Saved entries

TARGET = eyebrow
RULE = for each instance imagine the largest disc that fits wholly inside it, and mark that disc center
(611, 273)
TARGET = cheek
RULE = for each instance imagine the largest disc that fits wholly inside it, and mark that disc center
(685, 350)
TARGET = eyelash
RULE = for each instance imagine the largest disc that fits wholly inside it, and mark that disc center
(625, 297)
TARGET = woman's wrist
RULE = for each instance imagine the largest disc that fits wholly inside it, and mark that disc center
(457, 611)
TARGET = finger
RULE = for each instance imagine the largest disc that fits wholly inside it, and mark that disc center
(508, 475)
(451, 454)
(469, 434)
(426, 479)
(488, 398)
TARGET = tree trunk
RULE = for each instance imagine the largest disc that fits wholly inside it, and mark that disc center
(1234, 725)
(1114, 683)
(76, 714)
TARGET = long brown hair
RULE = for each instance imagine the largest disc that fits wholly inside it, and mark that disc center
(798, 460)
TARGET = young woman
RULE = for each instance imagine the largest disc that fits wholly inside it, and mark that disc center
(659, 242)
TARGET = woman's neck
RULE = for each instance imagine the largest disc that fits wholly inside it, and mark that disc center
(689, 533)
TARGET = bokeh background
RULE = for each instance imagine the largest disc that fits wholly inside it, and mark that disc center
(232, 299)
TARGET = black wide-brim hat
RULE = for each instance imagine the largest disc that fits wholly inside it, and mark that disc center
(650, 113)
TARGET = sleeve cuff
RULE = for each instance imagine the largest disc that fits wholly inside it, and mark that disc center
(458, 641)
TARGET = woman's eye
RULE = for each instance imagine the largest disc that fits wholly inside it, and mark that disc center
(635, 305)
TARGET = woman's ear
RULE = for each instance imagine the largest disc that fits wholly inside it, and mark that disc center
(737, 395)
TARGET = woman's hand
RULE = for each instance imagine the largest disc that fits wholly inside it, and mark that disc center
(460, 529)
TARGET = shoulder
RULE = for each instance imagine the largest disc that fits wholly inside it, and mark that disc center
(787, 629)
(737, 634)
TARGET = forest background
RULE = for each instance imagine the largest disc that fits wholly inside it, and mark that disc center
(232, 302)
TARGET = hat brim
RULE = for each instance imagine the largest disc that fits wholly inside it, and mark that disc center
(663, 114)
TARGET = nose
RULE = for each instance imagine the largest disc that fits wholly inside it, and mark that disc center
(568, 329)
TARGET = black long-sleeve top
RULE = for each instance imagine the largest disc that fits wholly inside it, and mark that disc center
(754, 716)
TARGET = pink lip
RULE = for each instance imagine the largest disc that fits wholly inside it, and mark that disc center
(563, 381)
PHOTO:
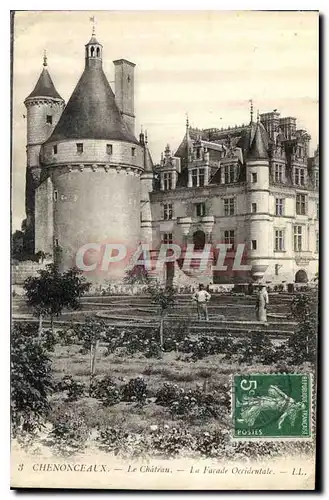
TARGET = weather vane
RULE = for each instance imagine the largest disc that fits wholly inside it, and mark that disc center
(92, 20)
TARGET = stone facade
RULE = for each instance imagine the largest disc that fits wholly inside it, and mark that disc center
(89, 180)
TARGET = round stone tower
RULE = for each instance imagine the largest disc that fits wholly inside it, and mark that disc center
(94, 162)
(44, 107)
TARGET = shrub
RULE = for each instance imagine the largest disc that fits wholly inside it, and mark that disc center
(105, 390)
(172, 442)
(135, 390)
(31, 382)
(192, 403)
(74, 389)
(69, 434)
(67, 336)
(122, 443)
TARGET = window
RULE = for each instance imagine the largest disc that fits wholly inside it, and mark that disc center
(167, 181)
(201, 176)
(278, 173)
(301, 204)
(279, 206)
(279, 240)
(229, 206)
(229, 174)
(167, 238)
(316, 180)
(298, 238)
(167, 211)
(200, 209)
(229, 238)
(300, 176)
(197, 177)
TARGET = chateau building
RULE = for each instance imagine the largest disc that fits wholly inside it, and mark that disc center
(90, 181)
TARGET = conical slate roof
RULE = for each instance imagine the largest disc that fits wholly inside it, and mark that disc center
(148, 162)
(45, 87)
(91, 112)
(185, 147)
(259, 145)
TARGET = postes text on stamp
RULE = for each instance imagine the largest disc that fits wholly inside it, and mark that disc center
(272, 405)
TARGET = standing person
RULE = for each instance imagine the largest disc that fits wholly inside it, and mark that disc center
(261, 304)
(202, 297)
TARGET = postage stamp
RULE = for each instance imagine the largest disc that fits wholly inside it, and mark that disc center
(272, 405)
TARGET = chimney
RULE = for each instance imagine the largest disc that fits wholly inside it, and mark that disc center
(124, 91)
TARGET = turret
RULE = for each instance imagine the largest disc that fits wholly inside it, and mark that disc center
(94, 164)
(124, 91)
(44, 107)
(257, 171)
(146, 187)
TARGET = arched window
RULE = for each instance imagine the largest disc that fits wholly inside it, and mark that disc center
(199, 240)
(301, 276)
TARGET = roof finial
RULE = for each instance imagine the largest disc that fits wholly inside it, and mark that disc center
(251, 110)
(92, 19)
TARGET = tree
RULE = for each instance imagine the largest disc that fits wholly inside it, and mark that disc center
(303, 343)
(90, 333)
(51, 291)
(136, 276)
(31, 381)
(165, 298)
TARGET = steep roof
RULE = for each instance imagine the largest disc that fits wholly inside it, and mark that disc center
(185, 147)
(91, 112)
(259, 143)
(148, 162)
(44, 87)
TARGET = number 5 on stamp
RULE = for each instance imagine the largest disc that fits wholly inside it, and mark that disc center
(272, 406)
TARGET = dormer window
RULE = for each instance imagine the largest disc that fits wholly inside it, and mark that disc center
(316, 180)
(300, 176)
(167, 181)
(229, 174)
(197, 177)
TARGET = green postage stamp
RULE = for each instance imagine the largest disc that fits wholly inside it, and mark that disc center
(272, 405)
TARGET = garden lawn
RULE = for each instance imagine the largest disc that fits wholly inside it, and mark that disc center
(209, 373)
* * *
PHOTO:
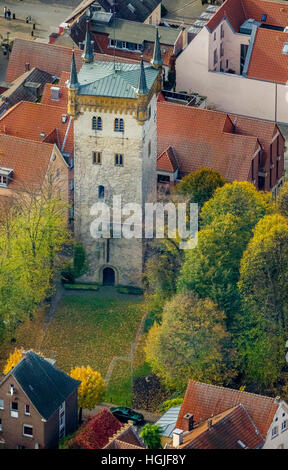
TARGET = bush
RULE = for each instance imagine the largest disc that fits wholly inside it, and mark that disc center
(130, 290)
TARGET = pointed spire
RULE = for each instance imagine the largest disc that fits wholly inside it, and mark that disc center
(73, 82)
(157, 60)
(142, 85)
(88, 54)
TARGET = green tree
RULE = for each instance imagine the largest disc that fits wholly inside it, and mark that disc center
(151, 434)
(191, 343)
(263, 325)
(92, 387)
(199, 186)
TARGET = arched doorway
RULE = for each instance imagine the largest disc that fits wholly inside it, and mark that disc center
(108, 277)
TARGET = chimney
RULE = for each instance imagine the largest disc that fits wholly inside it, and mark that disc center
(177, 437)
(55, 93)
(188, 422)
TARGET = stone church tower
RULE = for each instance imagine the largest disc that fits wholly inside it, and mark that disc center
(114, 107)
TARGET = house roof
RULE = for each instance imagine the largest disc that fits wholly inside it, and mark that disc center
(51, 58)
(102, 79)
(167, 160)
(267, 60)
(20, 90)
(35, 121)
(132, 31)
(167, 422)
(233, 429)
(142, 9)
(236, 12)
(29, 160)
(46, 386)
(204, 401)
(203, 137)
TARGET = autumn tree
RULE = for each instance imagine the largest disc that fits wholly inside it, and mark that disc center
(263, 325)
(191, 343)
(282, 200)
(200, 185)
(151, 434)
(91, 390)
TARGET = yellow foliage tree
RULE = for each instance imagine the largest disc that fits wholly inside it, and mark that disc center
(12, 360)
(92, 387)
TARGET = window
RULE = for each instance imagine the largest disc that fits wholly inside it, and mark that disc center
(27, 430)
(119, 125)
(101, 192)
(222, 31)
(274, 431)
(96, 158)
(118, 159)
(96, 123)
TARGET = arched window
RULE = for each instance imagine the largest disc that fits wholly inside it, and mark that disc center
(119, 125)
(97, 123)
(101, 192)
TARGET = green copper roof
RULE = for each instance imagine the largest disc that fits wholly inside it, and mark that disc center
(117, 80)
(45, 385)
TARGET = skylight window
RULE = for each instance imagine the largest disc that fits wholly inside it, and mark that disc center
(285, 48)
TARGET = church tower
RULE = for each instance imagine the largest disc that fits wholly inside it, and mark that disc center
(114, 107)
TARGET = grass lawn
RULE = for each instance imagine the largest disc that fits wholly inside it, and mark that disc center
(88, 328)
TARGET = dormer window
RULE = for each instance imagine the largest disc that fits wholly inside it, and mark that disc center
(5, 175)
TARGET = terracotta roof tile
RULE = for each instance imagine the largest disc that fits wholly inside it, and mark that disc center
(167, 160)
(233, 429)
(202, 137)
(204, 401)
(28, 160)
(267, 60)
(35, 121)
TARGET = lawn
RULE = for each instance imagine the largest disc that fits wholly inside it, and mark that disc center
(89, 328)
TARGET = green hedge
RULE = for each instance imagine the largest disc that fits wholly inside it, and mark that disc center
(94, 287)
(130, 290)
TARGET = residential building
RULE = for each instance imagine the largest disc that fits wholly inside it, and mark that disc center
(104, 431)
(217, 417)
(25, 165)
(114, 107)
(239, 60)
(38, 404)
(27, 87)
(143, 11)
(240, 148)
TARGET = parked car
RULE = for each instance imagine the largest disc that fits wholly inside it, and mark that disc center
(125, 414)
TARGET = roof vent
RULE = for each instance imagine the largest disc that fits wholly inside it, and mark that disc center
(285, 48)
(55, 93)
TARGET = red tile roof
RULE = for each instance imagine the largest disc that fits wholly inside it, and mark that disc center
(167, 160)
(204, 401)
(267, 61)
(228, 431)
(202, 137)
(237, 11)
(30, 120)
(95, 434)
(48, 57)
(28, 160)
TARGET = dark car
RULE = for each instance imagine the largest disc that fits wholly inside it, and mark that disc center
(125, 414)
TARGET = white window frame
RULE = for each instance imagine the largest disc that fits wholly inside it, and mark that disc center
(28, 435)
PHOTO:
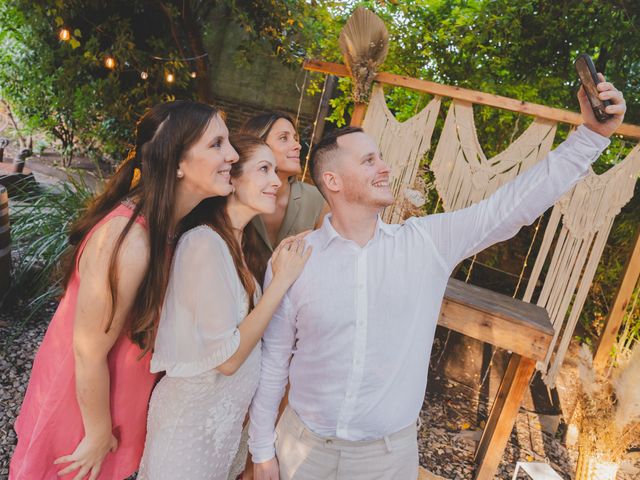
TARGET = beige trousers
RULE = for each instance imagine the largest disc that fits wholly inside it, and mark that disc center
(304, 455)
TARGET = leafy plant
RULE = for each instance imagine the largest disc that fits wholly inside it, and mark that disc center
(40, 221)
...
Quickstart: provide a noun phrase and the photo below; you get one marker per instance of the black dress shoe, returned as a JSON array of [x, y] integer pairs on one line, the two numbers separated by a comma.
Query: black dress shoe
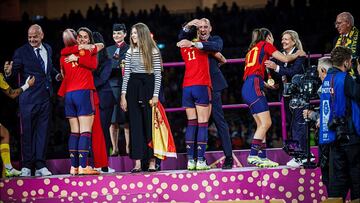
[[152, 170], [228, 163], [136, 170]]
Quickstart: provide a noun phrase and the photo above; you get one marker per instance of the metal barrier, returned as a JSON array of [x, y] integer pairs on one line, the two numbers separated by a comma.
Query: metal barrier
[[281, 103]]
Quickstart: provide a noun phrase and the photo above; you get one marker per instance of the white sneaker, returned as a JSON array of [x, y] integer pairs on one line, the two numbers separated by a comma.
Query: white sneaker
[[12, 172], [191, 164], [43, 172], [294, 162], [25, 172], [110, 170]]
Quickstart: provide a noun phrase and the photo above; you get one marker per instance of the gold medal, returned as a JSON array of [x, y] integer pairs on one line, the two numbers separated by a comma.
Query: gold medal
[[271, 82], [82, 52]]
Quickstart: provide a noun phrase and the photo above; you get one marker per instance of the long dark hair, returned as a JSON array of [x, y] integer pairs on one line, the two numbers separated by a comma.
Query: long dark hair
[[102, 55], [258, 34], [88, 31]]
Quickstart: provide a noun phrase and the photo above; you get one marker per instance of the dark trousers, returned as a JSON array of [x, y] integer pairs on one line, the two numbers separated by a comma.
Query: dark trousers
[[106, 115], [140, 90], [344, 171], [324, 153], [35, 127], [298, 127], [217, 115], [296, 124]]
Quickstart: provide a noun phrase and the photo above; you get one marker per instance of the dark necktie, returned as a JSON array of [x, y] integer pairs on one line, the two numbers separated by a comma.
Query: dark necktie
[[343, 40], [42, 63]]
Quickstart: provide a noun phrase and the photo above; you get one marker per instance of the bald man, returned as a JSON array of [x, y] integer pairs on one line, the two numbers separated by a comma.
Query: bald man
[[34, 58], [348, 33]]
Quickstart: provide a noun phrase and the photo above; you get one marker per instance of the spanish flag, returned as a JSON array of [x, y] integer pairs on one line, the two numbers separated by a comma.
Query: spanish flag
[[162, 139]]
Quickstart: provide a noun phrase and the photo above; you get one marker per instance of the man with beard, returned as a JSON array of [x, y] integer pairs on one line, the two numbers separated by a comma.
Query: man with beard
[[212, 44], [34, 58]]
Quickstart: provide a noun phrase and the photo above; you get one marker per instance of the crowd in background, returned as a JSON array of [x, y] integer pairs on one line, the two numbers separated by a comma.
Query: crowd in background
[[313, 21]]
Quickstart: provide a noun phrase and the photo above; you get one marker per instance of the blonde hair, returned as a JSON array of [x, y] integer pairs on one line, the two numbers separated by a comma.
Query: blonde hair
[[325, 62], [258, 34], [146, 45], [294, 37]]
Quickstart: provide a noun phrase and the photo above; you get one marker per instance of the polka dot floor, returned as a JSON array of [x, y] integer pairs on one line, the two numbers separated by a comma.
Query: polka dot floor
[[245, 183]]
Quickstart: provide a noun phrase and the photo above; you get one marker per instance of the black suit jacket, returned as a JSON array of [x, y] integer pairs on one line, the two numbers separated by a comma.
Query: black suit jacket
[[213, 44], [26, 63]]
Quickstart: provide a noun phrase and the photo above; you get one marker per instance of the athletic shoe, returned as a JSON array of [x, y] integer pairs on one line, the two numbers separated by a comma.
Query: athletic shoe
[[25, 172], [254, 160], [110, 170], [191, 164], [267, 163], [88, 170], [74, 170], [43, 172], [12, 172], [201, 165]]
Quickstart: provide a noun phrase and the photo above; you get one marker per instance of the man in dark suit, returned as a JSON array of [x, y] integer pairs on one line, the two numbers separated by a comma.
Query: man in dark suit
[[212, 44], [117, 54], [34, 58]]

## WHAT YOU ARE ASKED TO DO
From the records above, retype only the lines starting at the line that contains "TARGET = eyebrow" and ending at the line that contains "TARGET = sleeve cuff", both included.

## RESPONSE
TARGET = eyebrow
RULE = for each instance imagine the largest disc that fits wholly inside it, and mark that disc center
(611, 273)
TARGET = cheek
RULE = for each instance imagine the largest disc that fits wholly inside it, and mark that disc center
(685, 350)
TARGET = eyelash
RULE = for each instance imagine the largest disc that fits wholly inside it, and mark that disc center
(625, 297)
TARGET = woman's wrist
RULE = for each instance imagine the largest disc that fits wholly inside it, and mark that disc center
(457, 611)
TARGET = finger
RULE = for each instance imagine the largest disc that fits wholly inside it, and mark that disc center
(508, 475)
(451, 454)
(469, 434)
(426, 479)
(488, 398)
TARGET = tree trunk
RULE = for each instance imagine the largest disc that fits wholly inside it, and mark that disc center
(1234, 725)
(1114, 683)
(76, 714)
TARGET = long brown hair
RULE = for each instance imagine the largest disc that fits wholly inside it, and mark that disc center
(798, 460)
TARGET = young woman
RULE = for each instance imagine the largest disc that fits wholly inside it, and mark that disc center
(659, 242)
TARGET = woman's neck
RULE = for each instance imagine the largest disc that fits wholly inside it, and mark that disc center
(689, 533)
TARGET = bokeh background
RULE = for each instance imagine the largest disc that fits wholly inside it, and mark that disc center
(232, 299)
TARGET = black wide-brim hat
RULE = for each instance imagine the largest disc that fits wholly inside it, and mark that disc center
(650, 113)
TARGET = sleeve cuff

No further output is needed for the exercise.